Requirement a:
Return the passage from the scanner data excerpt below that opens with the words containing "Forming sinograms" and closes with "saved as rawSinM.", copied word for word.

* * * *

List-mode data is saved with listmode in the end of the filename. For 32-bit list-mode data (mCT only) listmode_sinogram is added to the end of the filename.
Sinogram data
This applies only to Biograph mCT and Vision. For Inveon, the sinogram data load occurs in form_sinograms.m. Uncompressed mCT and Vision sinograms (.s or .ptd files) can be loaded. Corrections can be applied normally. The data itself is saved with scanner sinogram in the end of the filename.
TOF data can be loaded from mCT and Vision, but currently ONLY with the default number of bins (and bin width).
Saving data
GATE data and list-mode data go through the same procedures when saving data. All steps are repeated for the selected number of time steps, where first the sinogram is created (if raw data is not explicitly used) and then the raw data is stored (if selected). For GATE data, trues, randoms and scatter are stored as well if selected. TOF data will have different filenames from non-TOF data, though raw data does not currently support TOF data.
Forming sinograms
Execution
Sinograms can be formed from saved raw data, during data load (no need to load the raw data separately) and also by simply modifying the corrections applied to the sinogram (e.g. no actual new sinogram is created). When sinograms are formed, a raw uncorrected sinogram is always created and saved regardless of the corrections applied. This is saved as rawSinM.

* * * *

Requirement b:
Give the number of lines in the records below that contain the string "alloy", counting a match only when its case is the same. Reply with the number alone.

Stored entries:
* * * *

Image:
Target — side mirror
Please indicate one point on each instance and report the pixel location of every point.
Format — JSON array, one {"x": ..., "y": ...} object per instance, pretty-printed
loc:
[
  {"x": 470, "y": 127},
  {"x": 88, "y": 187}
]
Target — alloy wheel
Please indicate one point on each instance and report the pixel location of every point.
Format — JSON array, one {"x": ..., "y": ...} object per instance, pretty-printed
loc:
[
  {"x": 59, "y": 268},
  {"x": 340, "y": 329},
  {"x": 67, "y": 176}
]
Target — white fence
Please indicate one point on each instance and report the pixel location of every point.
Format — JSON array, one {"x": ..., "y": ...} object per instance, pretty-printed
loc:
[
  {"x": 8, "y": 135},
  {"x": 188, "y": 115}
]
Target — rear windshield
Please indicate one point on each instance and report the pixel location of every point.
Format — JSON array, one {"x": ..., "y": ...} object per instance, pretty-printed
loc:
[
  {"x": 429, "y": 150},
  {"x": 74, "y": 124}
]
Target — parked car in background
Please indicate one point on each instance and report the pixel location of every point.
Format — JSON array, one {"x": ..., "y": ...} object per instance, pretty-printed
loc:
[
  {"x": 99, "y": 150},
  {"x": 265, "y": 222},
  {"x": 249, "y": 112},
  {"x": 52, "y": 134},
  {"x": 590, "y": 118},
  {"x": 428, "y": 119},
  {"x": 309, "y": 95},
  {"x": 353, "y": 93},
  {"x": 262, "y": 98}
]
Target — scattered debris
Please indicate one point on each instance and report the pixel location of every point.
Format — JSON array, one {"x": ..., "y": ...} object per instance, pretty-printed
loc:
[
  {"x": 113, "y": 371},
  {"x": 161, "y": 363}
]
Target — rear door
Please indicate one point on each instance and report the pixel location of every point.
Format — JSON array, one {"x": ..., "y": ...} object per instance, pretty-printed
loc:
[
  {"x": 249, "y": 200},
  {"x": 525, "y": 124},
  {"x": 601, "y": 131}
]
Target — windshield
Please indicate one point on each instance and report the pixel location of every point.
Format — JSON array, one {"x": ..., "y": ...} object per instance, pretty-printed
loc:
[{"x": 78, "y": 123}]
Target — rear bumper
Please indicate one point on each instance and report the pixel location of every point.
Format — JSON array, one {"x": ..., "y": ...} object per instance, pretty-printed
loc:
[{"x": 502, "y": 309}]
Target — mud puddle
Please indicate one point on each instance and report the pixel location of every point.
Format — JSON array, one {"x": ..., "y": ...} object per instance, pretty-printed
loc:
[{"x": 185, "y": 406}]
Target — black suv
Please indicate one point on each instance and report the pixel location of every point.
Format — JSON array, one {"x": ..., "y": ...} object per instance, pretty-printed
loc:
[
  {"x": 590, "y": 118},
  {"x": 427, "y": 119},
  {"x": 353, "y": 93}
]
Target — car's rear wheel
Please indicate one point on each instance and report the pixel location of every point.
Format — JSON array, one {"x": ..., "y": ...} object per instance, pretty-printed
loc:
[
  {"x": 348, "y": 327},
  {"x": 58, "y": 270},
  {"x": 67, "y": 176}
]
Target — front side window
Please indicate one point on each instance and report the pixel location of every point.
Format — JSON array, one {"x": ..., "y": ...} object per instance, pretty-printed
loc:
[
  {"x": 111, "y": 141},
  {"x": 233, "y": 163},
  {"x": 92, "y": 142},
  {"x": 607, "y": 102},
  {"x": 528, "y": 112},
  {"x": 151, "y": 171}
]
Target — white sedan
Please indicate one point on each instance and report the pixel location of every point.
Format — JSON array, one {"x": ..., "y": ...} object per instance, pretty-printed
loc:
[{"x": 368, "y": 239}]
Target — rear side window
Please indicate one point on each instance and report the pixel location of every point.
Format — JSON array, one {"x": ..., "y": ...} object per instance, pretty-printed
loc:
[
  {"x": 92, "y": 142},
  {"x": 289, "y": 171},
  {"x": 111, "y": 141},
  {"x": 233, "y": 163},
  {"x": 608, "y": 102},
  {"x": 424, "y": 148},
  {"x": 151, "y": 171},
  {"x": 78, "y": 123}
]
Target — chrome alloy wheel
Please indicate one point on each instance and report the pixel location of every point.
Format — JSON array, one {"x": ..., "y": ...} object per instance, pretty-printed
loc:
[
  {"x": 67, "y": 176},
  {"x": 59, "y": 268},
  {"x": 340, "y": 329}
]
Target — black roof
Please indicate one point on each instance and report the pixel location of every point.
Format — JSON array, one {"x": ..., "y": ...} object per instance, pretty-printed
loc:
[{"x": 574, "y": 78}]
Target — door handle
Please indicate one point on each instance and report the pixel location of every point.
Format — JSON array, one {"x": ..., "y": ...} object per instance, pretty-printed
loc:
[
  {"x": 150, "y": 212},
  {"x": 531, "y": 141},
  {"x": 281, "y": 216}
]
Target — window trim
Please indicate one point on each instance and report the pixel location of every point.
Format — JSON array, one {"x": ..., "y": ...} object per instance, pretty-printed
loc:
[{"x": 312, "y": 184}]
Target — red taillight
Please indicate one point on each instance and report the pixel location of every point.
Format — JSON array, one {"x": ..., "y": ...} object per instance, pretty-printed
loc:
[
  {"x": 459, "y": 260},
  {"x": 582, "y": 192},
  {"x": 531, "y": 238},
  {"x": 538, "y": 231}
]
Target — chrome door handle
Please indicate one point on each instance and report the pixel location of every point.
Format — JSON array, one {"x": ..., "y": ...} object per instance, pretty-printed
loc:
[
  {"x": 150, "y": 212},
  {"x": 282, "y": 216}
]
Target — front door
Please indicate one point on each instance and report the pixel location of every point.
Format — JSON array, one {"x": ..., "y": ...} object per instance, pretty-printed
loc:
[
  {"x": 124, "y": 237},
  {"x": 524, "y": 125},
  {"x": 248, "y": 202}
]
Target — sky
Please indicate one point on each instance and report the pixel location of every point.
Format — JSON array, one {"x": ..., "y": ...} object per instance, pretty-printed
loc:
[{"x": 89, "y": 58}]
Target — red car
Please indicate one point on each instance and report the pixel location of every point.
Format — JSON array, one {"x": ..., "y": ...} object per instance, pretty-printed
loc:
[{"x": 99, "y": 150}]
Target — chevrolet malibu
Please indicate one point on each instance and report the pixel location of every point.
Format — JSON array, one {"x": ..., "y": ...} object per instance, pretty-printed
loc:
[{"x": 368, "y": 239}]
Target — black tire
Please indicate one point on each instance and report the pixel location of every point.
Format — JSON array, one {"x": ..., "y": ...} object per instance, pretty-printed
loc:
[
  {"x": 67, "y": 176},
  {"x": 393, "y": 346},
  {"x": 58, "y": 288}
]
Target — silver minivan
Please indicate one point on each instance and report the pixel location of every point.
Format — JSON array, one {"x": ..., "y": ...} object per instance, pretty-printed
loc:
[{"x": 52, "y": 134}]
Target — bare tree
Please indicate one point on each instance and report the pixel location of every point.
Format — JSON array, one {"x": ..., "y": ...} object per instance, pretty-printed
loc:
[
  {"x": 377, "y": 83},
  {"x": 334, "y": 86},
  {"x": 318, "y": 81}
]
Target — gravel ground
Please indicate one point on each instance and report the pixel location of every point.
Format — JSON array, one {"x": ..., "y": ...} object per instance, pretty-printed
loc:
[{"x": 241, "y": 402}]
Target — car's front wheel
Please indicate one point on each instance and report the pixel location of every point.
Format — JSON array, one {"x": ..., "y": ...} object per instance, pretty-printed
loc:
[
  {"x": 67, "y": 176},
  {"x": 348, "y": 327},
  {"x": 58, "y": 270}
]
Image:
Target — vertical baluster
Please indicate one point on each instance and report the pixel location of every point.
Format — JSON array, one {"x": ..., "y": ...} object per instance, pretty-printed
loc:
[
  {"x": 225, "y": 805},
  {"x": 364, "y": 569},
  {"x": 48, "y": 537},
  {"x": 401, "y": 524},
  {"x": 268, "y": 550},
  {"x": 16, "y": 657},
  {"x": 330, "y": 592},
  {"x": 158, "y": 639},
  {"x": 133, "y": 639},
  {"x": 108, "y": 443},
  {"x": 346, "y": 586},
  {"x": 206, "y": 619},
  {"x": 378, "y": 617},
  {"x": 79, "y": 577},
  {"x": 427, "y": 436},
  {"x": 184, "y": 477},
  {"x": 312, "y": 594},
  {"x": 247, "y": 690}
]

* * * *

Full response a:
Forming sinograms
Execution
Sinograms can be formed from saved raw data, during data load (no need to load the raw data separately) and also by simply modifying the corrections applied to the sinogram (e.g. no actual new sinogram is created). When sinograms are formed, a raw uncorrected sinogram is always created and saved regardless of the corrections applied. This is saved as rawSinM.

Full response b:
2